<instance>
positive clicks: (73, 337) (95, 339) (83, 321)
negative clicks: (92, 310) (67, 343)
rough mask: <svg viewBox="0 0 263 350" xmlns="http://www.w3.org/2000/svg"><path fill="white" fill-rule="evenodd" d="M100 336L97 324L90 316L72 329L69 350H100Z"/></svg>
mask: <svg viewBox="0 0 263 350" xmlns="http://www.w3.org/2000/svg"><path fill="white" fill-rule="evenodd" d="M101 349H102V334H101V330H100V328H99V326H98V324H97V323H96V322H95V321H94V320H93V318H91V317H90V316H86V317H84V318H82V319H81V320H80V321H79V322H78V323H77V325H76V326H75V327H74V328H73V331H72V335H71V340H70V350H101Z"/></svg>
■ ■ ■
### TRY IT
Copy out the lines above word for word, with no changes.

### TASK ANSWER
<instance>
positive clicks: (73, 337) (95, 339) (83, 321)
negative clicks: (92, 310) (67, 343)
rough mask: <svg viewBox="0 0 263 350" xmlns="http://www.w3.org/2000/svg"><path fill="white" fill-rule="evenodd" d="M100 336L97 324L90 316L72 329L69 350H100Z"/></svg>
mask: <svg viewBox="0 0 263 350" xmlns="http://www.w3.org/2000/svg"><path fill="white" fill-rule="evenodd" d="M101 349H102V334H101V330H100V328H99V326H98V324H97V323H96V322H95V321H94V320H93V318H91V317H90V316H86V317H84V318H82V319H81V320H80V321H79V322H78V323H77V325H76V326H75V327H74V328H73V331H72V335H71V340H70V350H101Z"/></svg>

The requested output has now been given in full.